<<<<

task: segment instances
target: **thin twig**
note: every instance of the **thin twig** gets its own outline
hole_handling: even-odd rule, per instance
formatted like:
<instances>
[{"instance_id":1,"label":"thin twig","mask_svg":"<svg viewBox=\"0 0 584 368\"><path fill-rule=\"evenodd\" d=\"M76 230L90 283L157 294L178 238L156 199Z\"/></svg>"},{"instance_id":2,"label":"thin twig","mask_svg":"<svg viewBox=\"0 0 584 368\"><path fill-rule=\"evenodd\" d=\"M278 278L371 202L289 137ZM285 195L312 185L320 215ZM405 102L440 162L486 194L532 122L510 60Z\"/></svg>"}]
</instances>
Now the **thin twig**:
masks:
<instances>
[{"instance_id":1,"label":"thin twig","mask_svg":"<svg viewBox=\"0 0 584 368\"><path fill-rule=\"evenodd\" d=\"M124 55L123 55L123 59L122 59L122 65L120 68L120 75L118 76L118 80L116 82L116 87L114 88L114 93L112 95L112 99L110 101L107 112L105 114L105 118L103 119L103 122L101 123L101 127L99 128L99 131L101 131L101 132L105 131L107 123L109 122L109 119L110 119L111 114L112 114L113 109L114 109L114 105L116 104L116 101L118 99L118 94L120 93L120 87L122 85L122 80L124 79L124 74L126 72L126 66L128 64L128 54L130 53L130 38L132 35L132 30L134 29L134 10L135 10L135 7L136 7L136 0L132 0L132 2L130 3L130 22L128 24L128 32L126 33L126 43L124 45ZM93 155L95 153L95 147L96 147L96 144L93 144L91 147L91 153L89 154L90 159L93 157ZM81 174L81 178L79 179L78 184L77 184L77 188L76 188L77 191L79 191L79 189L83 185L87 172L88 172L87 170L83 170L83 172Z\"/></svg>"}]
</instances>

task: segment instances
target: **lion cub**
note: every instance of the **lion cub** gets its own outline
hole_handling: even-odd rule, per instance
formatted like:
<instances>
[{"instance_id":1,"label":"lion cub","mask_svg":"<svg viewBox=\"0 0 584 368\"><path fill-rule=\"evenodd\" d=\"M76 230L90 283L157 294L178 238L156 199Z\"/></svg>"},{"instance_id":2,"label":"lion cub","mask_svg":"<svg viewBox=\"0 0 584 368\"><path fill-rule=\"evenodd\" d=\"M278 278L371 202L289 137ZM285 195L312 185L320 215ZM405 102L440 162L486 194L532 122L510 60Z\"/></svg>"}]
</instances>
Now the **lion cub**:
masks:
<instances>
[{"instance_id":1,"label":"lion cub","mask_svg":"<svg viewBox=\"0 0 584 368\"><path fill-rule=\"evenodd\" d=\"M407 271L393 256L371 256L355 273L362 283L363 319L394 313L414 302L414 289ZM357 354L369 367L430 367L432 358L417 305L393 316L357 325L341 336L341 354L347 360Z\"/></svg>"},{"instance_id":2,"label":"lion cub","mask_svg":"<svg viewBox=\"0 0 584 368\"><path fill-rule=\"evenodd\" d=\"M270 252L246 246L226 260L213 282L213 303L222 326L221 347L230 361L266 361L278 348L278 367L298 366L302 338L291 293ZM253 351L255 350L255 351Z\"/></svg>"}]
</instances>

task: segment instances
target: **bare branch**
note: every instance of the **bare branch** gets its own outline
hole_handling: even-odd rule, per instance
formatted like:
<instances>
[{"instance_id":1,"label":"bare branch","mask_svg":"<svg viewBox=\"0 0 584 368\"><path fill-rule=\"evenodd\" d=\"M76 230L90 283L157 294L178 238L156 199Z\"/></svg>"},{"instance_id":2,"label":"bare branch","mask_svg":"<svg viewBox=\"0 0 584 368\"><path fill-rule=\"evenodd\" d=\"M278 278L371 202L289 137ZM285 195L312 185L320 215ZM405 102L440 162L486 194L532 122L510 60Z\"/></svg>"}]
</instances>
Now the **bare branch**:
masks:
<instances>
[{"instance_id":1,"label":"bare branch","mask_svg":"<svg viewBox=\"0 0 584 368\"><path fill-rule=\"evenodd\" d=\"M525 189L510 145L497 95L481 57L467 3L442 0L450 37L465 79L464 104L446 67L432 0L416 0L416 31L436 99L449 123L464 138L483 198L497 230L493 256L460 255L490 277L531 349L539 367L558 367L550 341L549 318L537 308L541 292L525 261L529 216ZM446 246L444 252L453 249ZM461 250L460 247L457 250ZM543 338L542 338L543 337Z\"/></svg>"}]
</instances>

>>>>

» **Exercise**:
Pull out each line of the listing that contains the string "target", matching case exactly.

» **Task output**:
target: **thin twig**
target: **lion cub**
target: **bare branch**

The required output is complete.